Task directions: Only the lines from the one containing "Each instance of the drying" through the last line below should be written out, exactly and with both ends kept.

Dataset rows:
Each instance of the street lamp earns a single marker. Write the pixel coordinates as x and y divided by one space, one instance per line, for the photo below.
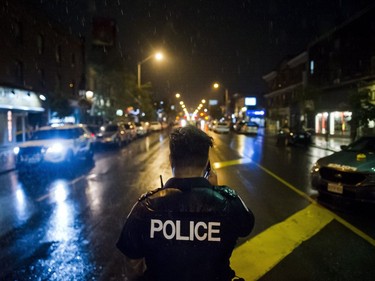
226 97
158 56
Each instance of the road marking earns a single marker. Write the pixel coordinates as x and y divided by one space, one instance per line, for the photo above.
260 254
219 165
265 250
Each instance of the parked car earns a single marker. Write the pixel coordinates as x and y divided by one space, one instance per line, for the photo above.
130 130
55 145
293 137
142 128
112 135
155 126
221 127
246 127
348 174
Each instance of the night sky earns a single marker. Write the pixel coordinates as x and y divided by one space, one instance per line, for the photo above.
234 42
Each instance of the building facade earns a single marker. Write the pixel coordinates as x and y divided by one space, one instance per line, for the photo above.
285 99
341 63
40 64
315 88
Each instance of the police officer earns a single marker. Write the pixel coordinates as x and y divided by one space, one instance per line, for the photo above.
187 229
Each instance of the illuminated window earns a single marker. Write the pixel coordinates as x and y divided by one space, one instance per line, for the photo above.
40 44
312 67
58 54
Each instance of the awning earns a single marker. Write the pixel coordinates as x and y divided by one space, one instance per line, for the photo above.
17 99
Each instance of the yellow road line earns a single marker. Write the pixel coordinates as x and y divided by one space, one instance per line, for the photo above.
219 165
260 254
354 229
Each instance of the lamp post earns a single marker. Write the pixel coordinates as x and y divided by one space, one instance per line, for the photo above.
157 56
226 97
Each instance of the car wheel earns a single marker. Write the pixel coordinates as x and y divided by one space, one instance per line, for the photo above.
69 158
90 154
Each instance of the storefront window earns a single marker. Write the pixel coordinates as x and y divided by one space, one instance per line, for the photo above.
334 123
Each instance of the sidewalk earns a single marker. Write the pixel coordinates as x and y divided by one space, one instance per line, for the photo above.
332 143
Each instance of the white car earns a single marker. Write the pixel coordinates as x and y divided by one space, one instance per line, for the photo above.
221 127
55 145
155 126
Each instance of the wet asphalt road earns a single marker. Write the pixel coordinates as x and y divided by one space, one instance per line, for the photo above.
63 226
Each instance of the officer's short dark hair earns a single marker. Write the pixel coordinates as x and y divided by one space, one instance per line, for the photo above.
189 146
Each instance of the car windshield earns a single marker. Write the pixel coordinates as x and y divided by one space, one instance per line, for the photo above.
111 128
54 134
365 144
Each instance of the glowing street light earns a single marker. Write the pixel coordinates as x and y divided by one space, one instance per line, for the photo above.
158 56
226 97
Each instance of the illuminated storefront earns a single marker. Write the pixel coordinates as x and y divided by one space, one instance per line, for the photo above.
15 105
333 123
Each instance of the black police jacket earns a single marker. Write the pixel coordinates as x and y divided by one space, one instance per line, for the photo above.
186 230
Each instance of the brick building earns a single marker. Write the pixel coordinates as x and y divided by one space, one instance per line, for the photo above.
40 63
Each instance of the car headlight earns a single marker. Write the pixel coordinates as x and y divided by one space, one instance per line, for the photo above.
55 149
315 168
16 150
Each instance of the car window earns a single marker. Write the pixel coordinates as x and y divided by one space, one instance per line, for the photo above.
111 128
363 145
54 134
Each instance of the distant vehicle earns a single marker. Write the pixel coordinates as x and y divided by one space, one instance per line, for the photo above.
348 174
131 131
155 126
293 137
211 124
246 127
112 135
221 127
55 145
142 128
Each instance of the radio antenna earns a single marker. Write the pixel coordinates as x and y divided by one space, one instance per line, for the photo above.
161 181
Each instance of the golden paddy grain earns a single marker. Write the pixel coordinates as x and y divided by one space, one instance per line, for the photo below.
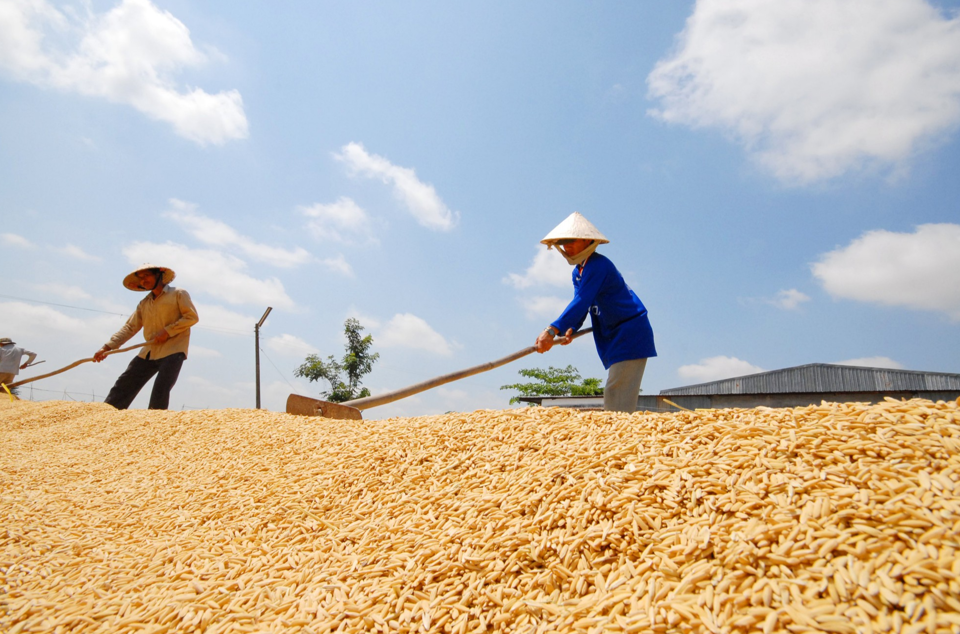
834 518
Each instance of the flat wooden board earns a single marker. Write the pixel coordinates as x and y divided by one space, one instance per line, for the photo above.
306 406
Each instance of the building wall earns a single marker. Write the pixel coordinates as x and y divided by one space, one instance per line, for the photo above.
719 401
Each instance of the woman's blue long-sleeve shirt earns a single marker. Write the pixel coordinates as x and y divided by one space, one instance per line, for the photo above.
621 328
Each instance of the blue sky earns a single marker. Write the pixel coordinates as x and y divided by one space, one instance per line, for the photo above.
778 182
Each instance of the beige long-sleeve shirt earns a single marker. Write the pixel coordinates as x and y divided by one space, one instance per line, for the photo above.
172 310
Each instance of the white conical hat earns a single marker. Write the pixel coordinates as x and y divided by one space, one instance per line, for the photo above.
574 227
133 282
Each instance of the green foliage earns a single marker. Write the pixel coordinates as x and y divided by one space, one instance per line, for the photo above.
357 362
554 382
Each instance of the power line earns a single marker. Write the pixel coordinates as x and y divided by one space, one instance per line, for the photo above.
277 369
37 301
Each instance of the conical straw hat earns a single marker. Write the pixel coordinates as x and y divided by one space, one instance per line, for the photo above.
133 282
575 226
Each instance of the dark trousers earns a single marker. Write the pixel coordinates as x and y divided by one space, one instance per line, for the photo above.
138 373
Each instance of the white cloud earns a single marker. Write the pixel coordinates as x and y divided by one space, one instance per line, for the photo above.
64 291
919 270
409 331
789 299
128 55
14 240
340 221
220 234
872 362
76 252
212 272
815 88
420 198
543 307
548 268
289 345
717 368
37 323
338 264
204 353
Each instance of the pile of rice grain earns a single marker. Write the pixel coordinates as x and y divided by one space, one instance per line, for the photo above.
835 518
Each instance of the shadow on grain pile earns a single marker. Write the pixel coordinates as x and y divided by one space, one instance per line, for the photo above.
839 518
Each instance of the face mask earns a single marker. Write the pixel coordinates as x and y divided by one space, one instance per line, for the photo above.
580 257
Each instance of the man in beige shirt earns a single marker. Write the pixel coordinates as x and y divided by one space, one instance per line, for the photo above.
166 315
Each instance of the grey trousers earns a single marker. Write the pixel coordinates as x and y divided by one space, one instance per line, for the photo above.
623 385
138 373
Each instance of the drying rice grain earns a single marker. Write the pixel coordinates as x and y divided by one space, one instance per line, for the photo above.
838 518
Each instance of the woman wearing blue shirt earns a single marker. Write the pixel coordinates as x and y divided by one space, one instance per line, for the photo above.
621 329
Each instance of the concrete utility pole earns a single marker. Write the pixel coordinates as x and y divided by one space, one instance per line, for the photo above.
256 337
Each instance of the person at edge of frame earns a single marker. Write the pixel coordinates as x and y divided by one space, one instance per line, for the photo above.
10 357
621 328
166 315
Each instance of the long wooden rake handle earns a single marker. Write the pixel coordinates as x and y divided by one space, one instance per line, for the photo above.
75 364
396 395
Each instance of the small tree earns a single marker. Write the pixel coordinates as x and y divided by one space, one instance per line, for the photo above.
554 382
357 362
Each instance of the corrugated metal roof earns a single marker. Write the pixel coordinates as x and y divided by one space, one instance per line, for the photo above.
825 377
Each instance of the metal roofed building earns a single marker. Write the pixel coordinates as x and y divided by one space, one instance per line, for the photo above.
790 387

Reply:
Each instance of the drying rice grain earns a single marker. Write the pixel coordinates as x and y divided by one space, one instance per line, for the photo above.
838 518
Each instance of the woman wearing blue shirt earns a single marker. Write the pixel coordinates as x and y divided by one space, one instance per line, for the photo above.
621 329
Each instance of the concrete utility pole earns a single marker. Write the pixel coordinates as x and y divided by one space, one instance per line, for the photo above.
256 337
Each instance of the person at edge of frame earns a single marker. Write the pixel coordinates as x and y divided by one space, one instance per line, for the photo above.
10 357
621 328
166 315
Each instance of the long wooden rake handle earns a single marker. Write the pixel coordinates as x and y divided by one space, one instance per line, for the photo above.
75 364
396 395
Each instance of the small tree earns a single marker. Write the pixel coordinates as x and y divided by one space, one instance per line, for the photo above.
554 382
357 362
Each instance of the corrugated metal roof earns a single marker. Write the pixel coordinates as x and y divided by one space, one instance per line, for the photo above.
825 377
Each instance of the metal roofed building earns a single marker. Write the pixel coordinates as x and y divided by one space, one instance per line, for the photo above.
790 387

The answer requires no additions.